» **TASK**: Rescale the items below, starting at the line that contains "Two rules. Place a point on every instance of the green" and ending at the last line of the items: write out only those lines, requests included, and multiply every point coordinate by 1.45, rounding to whole numbers with halves rounded up.

» **DATA LINES**:
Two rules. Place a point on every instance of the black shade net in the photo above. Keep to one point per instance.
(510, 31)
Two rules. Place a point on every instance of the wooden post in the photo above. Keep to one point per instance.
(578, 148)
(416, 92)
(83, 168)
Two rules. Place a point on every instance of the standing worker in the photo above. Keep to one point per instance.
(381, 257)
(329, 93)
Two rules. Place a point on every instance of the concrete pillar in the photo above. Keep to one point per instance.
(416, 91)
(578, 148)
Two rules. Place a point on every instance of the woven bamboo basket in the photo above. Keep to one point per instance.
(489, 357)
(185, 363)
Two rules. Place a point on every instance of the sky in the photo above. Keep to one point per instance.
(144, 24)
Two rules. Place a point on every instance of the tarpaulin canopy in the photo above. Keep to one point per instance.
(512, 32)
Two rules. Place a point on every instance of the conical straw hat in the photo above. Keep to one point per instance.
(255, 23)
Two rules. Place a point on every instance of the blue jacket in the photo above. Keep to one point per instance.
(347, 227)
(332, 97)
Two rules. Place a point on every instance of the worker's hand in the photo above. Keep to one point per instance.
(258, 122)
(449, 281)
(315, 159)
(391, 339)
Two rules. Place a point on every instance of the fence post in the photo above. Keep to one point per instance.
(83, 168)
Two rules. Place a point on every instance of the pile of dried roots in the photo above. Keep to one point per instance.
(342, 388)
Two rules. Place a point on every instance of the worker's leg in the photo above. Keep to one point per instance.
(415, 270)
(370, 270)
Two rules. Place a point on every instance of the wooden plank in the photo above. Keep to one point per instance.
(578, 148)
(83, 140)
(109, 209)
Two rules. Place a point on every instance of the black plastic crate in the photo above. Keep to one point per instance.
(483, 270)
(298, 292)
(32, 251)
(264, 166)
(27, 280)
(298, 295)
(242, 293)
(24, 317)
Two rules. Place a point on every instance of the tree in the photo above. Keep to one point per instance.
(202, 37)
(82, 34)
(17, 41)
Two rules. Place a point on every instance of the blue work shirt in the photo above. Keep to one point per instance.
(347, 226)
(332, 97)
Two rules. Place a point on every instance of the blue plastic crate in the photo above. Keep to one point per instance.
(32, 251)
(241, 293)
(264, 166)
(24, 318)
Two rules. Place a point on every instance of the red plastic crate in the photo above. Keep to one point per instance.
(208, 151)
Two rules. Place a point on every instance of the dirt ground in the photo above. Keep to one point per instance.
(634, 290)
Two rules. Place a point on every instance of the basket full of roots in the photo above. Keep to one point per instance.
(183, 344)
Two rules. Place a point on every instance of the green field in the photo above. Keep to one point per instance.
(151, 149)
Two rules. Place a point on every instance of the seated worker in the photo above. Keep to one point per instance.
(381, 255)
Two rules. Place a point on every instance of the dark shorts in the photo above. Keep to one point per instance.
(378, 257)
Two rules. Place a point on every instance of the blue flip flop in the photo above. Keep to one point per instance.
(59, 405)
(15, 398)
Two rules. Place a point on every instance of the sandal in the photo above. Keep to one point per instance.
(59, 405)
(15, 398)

» **WRITTEN ANSWER**:
Two rules. Place a point on every instance of the green field in the photo above. Keep to one point per instance.
(219, 216)
Two rules. Place a point on every instance of the seated worker in the photo above. Keep to one point per instance.
(552, 370)
Two rules. Place a point on every instance of the dark shorts in the photo above. Keep to one point per instance.
(548, 373)
Two rules. Place a point on every instance of the blue flip flop in the photo above. Keep to one point per instance.
(86, 587)
(22, 577)
Two rules. Place a point on every instance of the sandal in the photo above. Keep to one point per instance.
(86, 587)
(22, 577)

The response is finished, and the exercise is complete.